Exercise requirements: An exact repetition of the data is required; no picture should appear in it.

Extracted data:
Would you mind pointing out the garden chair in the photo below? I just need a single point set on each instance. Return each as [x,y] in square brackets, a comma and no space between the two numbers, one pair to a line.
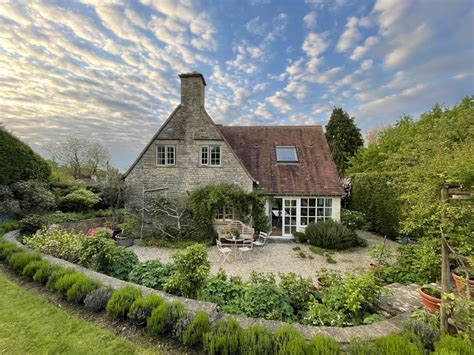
[261,240]
[224,251]
[246,246]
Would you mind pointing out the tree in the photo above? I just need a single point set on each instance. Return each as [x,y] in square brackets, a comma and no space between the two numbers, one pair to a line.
[343,137]
[19,162]
[79,157]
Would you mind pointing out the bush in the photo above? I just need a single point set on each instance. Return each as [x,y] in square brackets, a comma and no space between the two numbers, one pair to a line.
[354,220]
[142,307]
[192,271]
[7,249]
[256,340]
[97,300]
[80,289]
[18,261]
[58,243]
[322,345]
[225,337]
[164,317]
[79,200]
[32,268]
[330,235]
[452,345]
[151,273]
[288,341]
[194,332]
[119,304]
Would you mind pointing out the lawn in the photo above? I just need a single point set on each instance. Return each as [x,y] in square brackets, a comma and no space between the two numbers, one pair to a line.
[31,325]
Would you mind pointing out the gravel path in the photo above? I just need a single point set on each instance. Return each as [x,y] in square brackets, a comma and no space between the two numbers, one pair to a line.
[277,257]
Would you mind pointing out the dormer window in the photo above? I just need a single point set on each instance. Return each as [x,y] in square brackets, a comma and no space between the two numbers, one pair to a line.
[286,154]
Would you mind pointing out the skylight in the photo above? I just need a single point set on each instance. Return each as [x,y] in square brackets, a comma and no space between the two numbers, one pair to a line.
[286,154]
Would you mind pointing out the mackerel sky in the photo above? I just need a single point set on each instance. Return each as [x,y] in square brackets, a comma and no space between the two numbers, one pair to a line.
[108,70]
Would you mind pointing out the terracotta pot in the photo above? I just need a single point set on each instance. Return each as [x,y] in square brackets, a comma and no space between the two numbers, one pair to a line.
[431,303]
[460,281]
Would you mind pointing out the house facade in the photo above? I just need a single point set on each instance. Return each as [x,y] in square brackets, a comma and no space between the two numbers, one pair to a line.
[292,165]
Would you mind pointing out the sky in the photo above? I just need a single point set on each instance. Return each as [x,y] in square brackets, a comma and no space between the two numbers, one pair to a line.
[108,70]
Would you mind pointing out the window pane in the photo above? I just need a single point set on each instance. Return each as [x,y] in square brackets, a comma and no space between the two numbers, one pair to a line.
[286,154]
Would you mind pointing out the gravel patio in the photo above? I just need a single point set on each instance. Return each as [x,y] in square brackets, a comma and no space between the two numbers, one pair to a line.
[277,257]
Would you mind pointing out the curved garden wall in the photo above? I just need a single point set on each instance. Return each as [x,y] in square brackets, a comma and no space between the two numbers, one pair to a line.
[342,335]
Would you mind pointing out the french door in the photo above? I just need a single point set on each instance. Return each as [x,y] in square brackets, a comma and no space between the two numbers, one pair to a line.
[289,215]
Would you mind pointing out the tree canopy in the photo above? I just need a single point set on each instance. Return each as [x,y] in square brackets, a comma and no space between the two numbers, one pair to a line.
[18,161]
[343,137]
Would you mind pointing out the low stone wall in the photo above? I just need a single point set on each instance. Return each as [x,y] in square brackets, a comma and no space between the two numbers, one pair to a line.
[342,335]
[84,225]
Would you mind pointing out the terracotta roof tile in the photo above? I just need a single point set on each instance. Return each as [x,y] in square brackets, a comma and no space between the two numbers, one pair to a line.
[314,174]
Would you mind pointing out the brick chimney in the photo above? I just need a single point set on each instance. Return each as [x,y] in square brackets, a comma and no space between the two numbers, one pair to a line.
[192,89]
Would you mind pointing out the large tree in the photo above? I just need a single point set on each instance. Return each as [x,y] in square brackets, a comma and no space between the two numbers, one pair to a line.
[343,137]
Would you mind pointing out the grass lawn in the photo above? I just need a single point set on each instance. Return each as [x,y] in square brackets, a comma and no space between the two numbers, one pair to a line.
[31,325]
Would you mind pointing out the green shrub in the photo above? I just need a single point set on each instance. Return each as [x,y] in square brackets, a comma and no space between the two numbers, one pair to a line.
[151,273]
[354,220]
[330,235]
[288,341]
[56,275]
[43,274]
[31,268]
[7,249]
[376,196]
[119,304]
[58,243]
[80,289]
[452,345]
[194,332]
[18,261]
[97,300]
[323,345]
[256,340]
[225,337]
[142,307]
[79,200]
[192,270]
[164,317]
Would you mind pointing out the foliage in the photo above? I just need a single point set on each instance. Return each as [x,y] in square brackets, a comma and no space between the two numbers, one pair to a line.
[151,273]
[225,337]
[354,220]
[256,340]
[192,269]
[79,200]
[142,307]
[288,341]
[164,317]
[58,243]
[330,235]
[452,345]
[18,161]
[195,330]
[343,137]
[323,345]
[298,290]
[18,261]
[375,194]
[97,300]
[119,304]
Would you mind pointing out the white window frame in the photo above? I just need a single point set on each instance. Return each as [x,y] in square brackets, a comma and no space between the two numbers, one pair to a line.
[208,158]
[167,150]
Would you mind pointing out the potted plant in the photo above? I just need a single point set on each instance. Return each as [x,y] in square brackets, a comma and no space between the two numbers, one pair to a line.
[430,297]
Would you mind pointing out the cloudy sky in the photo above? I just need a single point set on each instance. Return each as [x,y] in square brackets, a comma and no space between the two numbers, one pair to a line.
[107,70]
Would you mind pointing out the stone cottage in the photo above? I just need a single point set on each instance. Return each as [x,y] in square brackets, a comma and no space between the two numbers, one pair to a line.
[290,164]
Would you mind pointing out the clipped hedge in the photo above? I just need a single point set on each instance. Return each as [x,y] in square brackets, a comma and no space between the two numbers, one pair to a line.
[376,195]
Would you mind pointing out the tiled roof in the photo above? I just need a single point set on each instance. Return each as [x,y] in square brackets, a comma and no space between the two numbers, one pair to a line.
[314,174]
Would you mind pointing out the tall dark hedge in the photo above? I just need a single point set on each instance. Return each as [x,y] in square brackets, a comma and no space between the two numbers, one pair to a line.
[376,195]
[19,162]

Task solution:
Would you mind pointing out the garden chair in the photo below? I just need a single point set on each instance. Return each as [x,y] in square brackets, a comma and no space between the two numbers, one pair to a line.
[261,240]
[224,251]
[246,246]
Would you mind pointing out the tree in the photo above? I just need a single point set on each instance. Return each as [x,y] in square brackets, a comma and no space between the two numbers, one pair to a line.
[343,137]
[19,162]
[79,157]
Would you mind pointing out the bush in the photo above? I just need a single point set on each instance. Return each as [x,y] in square brackets, a comma and no space between the two numbers, one pair to a line.
[354,220]
[142,307]
[192,271]
[7,249]
[256,340]
[97,300]
[80,289]
[18,261]
[58,243]
[322,345]
[225,337]
[164,317]
[79,200]
[32,268]
[330,235]
[452,345]
[151,273]
[288,341]
[194,332]
[119,304]
Would you mind pointing out the lawn in the photo above? I just need a single point set on each instance. Return each as [x,y] in square brackets, a comma and no space between the two numbers, one pair to a line.
[31,325]
Would you mind pointing out the gravel path in the photo above? I just need a single point set on each instance. Return each as [x,y] in square brackets, a comma and no space between the two numbers, one pair to a line.
[277,257]
Would you mind pointing out the dormer window in the photo above? I just need a single point set on each instance. Return each as [x,y] in square brackets, a comma and no space between the two numbers, one pair to a line.
[286,154]
Would you mind pointing out the skylight in the photo above? I just need a single point set on each instance. Return each as [x,y] in square brackets, a comma and no space between the two numbers, one pair to a line.
[286,154]
Would you mind pointing out the mackerel sky in the photo above? I just need a single point set on each instance. Return each as [x,y] in square brackets, a comma and no space between the two numbers, one pair to a line.
[108,70]
Would you mind pointing out the terracotta pot in the photo above? I just need a single point set on each instance. Return each as [x,y] in square brackets, a comma and no space between the two numbers, one pair to a line.
[431,303]
[460,281]
Would you mind pointing out the house facade in the photo above? I just need a single point set on each instance. Return each as [x,y] in square brackets, a comma and no space between the two numbers, one pair to a line.
[292,165]
Would you mind pointing out the sky in the photo above? I just need a single point set on each instance. Return each as [x,y] in square brackets, a comma and no space between the two numbers, one pair to a line.
[108,70]
Would you mind pointing out the window pane in the photo above? I just need a single point set on each instance. Return each as [x,y] in square brackets, a comma and no space between the two numbers, one pair to a line.
[286,154]
Would you mind pointing out the gravel patio in the photo above? I just need a single point set on each instance. Return each as [x,y] in square brackets, a comma and no space between the two numbers, one pair to a line.
[277,257]
Would you mind pointing out the curved garden wall in the photo above? I just need a single point set on each instance. Return each as [x,y] in square brackets, a comma and no space between the two numbers, one pair to a line.
[342,335]
Would you mind pointing out the french door in the photo above? I just need a single point set on each instance. Return each as [x,y] in square brackets, a comma and no space between the two numbers, one pair to a line.
[289,215]
Would you mind pointing out the tree canopy in the photo above? I just need a single point set on each instance. Return each as [x,y] in square brackets, a comma and no space between the two numbers, one pair to a line.
[18,161]
[343,137]
Would you mind pointing out the low stone wall in the photo above? I just need a single point set on each instance. Return each as [x,y] in square brackets, a comma and no space between the two numbers, one pair to a line.
[342,335]
[84,225]
Would you mind pointing out the terracotta roof tile in the photo above? I just need a single point set on each instance. Return each as [x,y] in square brackets, a comma and no space between the two numbers, one pair to a line.
[314,174]
Would you mind pointing out the brick chimney in the photo above? I just need a single point set on each instance. Return each as [x,y] in square brackets, a comma and no space between the two numbers, one pair to a line.
[192,89]
Would you mind pointing out the large tree in the photo above? I just need a single point set on each instance. Return each as [x,y] in square brackets, a comma and no space between the two numbers, one pair to a line.
[343,137]
Would you mind pointing out the grass lawn in the photo above? I just need a single point set on each instance. Return each as [x,y] in square brackets, a comma and no space between the two numbers, one pair to a line.
[31,325]
Would you mind pointing out the green shrub in the photo above? I just need a single point set on each instance. Return each as [x,y] in square brackets, a comma and no space between the two numbers, one pair to a line.
[151,273]
[354,220]
[330,235]
[288,341]
[56,275]
[43,274]
[31,268]
[7,249]
[376,196]
[119,304]
[58,243]
[80,289]
[452,345]
[194,332]
[18,261]
[97,300]
[323,345]
[256,340]
[225,337]
[142,307]
[79,200]
[192,270]
[164,317]
Would you mind pointing out the foliage in the photo above? I just need a single point set on each instance. Return each as [x,y] in square brackets, a comma and no space between the two numbers, one pair to a line.
[151,273]
[225,337]
[354,220]
[256,340]
[192,269]
[79,200]
[142,307]
[288,341]
[164,317]
[58,243]
[330,235]
[452,345]
[18,161]
[195,330]
[343,137]
[323,345]
[298,290]
[18,261]
[375,194]
[97,300]
[119,304]
Would you mind pointing out the white window frame in the photo above? I just need a single point set on each instance. Return each as [x,y] in square brackets, a comma and no space between the two numbers, one pair to a line.
[208,158]
[167,150]
Would you mind pointing out the potted plant in the photo above? I just need a single point set on each instance. Return each as [x,y] in square brackets, a comma and no space between the two numbers, one pair to a line.
[430,297]
Would you mind pointing out the cloudy sky in the photo above? I just need a single point set on each instance. Return each as [x,y] in square brackets, a comma and no space between the two numbers, one pair to a line.
[107,70]
Would you mind pointing out the stone cottage in the photo above? I just need a single point set on each instance. Return each as [x,y] in square brackets, a comma and no space between the two numbers, one pair to a line.
[290,164]
Would you mind pointing out the clipped hedge in the photo above? I just need a single point set on each instance. Return each as [x,y] in square brackets, a comma and no space between the two numbers, one pair to a line.
[376,195]
Would you mind pointing out the tiled roof in the photo above? I just need a single point set on each instance. Return each as [x,y] in square brackets, a comma and no space between the two numbers, one pair to a line.
[314,174]
Would you mind pointing out the tall dark hedge in the photo above? I just need a single point set on each instance. Return each as [x,y] in square brackets, a comma and no space between the two numbers, one pair to a line.
[376,195]
[19,162]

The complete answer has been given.